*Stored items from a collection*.
⁂

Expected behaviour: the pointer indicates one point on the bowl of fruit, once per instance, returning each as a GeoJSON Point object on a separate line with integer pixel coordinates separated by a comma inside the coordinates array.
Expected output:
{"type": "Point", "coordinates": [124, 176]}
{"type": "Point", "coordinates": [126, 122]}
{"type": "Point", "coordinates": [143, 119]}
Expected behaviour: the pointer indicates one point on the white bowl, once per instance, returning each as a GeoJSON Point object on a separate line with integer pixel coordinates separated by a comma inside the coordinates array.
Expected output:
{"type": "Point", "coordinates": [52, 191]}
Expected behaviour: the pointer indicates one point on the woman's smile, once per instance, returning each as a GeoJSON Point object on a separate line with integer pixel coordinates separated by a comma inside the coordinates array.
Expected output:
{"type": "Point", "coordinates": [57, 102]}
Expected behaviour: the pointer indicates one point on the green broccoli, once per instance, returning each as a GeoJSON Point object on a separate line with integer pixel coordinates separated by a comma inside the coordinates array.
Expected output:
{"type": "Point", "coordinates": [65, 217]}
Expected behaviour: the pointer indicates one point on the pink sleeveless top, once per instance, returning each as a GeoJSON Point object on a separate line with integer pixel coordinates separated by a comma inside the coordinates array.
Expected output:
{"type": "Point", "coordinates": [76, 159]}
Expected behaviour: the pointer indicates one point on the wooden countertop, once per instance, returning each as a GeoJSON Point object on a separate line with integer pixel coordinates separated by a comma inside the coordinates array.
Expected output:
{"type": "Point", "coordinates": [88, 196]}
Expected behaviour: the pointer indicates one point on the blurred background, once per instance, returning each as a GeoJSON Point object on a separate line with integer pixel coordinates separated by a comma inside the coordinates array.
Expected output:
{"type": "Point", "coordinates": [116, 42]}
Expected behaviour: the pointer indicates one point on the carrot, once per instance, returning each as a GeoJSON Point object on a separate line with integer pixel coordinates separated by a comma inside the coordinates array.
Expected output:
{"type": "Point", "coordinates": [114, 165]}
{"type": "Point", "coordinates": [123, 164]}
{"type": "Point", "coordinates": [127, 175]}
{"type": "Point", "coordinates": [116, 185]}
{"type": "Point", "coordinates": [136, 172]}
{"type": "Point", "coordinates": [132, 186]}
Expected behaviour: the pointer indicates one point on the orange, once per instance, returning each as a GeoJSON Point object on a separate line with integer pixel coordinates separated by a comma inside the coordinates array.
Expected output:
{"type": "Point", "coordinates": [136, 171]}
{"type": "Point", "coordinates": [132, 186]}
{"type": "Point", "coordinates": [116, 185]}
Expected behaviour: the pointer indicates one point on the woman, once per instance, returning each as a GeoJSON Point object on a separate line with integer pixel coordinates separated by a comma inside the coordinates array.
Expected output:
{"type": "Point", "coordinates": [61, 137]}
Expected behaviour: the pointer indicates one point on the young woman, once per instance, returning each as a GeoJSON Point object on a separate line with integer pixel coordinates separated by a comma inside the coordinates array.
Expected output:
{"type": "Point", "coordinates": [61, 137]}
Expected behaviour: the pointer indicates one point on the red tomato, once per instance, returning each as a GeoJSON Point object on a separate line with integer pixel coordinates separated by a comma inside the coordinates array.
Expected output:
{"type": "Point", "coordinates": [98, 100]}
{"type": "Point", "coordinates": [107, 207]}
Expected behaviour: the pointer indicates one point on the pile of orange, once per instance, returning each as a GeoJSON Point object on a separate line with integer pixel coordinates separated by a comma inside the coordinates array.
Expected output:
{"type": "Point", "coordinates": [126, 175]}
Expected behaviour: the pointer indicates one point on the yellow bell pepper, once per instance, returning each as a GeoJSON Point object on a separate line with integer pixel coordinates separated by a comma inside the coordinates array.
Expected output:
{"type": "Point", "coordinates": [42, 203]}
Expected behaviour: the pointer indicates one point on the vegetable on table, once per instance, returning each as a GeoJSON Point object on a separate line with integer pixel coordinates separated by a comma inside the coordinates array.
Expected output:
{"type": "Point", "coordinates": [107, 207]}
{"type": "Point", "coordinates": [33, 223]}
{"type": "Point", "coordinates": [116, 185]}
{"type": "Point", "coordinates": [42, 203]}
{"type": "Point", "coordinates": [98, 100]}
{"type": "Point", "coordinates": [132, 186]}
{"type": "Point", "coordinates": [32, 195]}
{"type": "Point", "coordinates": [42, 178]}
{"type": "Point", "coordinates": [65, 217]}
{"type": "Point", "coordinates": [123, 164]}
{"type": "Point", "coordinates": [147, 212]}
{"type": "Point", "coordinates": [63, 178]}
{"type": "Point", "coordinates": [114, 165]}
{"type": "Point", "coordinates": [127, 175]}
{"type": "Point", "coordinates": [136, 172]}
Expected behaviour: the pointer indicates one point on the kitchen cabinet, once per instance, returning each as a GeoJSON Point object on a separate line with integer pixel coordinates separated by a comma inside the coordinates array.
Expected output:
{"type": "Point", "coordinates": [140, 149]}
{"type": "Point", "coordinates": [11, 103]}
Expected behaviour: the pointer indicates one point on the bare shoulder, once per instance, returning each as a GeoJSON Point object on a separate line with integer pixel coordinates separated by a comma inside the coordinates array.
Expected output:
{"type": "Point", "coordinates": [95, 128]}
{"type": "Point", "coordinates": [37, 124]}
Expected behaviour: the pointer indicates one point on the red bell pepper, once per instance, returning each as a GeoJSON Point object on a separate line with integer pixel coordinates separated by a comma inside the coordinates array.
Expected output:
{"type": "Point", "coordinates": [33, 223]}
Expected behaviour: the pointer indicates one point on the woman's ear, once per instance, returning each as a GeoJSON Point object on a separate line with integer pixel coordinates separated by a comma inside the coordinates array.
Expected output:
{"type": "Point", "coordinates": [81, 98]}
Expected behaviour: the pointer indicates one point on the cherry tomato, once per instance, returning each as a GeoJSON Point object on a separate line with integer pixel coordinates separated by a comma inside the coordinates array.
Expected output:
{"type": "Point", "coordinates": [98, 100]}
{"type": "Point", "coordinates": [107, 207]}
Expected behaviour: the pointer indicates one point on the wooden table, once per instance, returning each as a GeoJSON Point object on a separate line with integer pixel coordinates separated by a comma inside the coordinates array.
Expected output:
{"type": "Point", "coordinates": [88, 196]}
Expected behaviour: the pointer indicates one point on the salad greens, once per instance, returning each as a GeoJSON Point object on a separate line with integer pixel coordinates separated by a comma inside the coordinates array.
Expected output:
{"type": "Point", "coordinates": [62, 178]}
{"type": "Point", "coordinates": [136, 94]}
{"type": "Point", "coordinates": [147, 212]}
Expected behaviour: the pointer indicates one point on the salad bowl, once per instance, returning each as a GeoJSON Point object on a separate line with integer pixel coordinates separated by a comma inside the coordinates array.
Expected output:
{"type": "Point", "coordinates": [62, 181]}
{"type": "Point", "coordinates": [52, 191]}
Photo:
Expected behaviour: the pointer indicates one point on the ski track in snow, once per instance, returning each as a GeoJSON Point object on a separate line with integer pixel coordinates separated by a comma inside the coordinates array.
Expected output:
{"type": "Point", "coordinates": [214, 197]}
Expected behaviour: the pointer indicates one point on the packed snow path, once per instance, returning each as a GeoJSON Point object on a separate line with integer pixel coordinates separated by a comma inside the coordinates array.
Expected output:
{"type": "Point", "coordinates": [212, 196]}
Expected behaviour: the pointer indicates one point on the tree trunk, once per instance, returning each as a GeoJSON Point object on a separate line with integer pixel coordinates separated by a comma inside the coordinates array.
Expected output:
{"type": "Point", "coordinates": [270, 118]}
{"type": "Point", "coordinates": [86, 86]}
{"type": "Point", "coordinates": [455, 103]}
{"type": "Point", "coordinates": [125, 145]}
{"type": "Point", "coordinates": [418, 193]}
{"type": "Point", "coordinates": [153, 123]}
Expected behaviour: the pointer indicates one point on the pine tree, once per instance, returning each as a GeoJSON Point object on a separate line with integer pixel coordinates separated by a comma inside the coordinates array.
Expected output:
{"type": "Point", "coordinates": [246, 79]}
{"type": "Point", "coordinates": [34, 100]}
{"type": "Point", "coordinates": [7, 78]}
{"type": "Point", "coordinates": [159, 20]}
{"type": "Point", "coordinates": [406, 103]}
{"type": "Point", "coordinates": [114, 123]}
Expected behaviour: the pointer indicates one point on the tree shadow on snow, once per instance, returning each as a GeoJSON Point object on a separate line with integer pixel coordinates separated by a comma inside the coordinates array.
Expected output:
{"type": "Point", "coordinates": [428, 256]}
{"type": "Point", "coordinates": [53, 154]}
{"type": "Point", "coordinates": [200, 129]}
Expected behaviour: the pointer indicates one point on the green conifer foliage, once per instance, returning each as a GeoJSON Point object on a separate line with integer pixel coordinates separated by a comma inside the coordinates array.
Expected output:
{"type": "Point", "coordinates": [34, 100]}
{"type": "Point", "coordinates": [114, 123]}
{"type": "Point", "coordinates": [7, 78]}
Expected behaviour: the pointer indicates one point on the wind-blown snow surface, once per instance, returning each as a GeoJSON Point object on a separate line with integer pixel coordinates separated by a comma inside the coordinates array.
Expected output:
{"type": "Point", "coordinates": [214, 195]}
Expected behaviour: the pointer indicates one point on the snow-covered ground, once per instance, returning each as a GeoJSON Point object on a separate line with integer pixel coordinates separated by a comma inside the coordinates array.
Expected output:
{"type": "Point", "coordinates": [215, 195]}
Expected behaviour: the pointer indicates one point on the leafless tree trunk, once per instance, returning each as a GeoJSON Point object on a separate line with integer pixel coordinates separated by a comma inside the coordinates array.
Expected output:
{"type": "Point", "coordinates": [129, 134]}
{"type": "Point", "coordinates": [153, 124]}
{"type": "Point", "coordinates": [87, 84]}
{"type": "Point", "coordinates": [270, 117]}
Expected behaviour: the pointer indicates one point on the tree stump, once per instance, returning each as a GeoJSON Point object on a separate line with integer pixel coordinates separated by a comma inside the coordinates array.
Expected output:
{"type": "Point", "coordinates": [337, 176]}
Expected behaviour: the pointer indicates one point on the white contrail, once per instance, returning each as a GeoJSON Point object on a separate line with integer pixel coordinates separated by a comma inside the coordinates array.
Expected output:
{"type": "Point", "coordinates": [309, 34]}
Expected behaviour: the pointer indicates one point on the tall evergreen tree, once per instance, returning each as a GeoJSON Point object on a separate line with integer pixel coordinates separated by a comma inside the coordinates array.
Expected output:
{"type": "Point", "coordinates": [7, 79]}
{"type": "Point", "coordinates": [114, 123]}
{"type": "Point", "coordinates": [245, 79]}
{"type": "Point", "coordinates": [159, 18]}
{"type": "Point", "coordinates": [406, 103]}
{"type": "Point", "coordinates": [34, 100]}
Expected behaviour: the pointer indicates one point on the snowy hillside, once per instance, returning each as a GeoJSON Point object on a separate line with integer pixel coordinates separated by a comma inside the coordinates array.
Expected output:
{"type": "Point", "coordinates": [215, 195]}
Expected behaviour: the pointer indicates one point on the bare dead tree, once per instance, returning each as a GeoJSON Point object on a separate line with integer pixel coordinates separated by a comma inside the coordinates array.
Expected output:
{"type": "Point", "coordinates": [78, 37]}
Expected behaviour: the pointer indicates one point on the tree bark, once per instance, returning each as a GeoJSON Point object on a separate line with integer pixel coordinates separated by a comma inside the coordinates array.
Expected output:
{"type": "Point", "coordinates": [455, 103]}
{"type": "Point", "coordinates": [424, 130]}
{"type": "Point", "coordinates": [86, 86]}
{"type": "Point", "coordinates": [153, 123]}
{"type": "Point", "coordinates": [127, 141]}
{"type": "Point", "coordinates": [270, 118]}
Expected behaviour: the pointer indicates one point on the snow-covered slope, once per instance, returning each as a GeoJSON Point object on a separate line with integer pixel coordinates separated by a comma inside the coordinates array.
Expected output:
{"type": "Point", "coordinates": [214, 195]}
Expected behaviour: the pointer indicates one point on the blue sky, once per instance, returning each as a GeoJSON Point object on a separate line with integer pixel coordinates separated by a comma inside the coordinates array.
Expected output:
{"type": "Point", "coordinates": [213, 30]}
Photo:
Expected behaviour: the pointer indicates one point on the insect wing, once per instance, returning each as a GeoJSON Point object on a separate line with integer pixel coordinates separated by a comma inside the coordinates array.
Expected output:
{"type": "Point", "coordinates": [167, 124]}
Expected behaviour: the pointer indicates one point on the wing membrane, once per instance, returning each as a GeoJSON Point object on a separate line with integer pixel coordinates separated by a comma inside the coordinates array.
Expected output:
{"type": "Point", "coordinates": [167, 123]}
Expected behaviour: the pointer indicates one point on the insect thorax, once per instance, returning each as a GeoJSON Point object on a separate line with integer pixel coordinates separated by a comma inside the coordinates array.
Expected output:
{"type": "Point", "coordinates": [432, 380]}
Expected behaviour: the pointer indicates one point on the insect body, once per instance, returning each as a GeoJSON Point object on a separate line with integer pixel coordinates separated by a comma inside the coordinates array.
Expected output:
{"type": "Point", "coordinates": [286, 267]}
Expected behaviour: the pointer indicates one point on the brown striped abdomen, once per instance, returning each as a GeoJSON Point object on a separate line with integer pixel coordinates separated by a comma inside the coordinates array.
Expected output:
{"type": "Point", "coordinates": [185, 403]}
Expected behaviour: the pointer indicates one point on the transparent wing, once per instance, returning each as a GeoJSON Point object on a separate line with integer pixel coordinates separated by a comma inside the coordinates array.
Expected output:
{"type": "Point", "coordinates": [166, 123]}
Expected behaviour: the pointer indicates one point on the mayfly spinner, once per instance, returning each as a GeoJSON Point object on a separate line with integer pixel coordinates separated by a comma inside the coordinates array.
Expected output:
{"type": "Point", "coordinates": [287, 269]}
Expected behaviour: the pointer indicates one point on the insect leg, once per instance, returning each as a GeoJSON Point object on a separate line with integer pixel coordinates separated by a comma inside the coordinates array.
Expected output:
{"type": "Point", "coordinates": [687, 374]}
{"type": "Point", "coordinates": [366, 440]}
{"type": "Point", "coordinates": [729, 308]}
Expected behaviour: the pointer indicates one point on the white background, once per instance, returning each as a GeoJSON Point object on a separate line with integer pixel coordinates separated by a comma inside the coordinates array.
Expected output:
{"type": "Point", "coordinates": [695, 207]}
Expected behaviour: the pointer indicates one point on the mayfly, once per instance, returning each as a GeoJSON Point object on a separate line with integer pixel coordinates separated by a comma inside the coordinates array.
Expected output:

⁂

*DIRECTIONS*. Above are the entries. Output exactly the lines beginning with the line that has "the orange, once" and ending with the line that has "on the yellow".

*RESULT OF THE EXERCISE*.
Expected behaviour: the pointer indicates one point on the orange, once per instance, returning each as a GeoJSON Point object on a separate line with integer pixel coordinates separated by a comma inside the coordinates array.
Expected output:
{"type": "Point", "coordinates": [136, 171]}
{"type": "Point", "coordinates": [132, 186]}
{"type": "Point", "coordinates": [116, 185]}
Expected behaviour: the pointer indicates one point on the woman, once per instance, returning each as a GeoJSON Point object on a separate line with integer pixel coordinates separated by a comma inside the coordinates array.
Expected output:
{"type": "Point", "coordinates": [61, 137]}
Expected behaviour: the pointer indicates one point on the young woman, once per instance, returning each as a GeoJSON Point object on a separate line with integer pixel coordinates separated by a comma inside the coordinates array.
Expected output:
{"type": "Point", "coordinates": [61, 137]}
Expected behaviour: the pointer indicates one point on the red tomato, once per instance, returning each as a GeoJSON Point object on a separate line with integer pixel coordinates separated by a comma inside the coordinates array.
Expected output:
{"type": "Point", "coordinates": [98, 100]}
{"type": "Point", "coordinates": [107, 207]}
Expected behaviour: the pointer indicates one point on the pile of orange, once per instance, returning each as a GeoJSON Point object on a separate line with integer pixel coordinates separated by a comma inside the coordinates array.
Expected output:
{"type": "Point", "coordinates": [126, 175]}
Expected behaviour: the pointer indicates one point on the yellow bell pepper, once per instance, returning each as a GeoJSON Point object on a separate line with integer pixel coordinates separated by a comma inside the coordinates array.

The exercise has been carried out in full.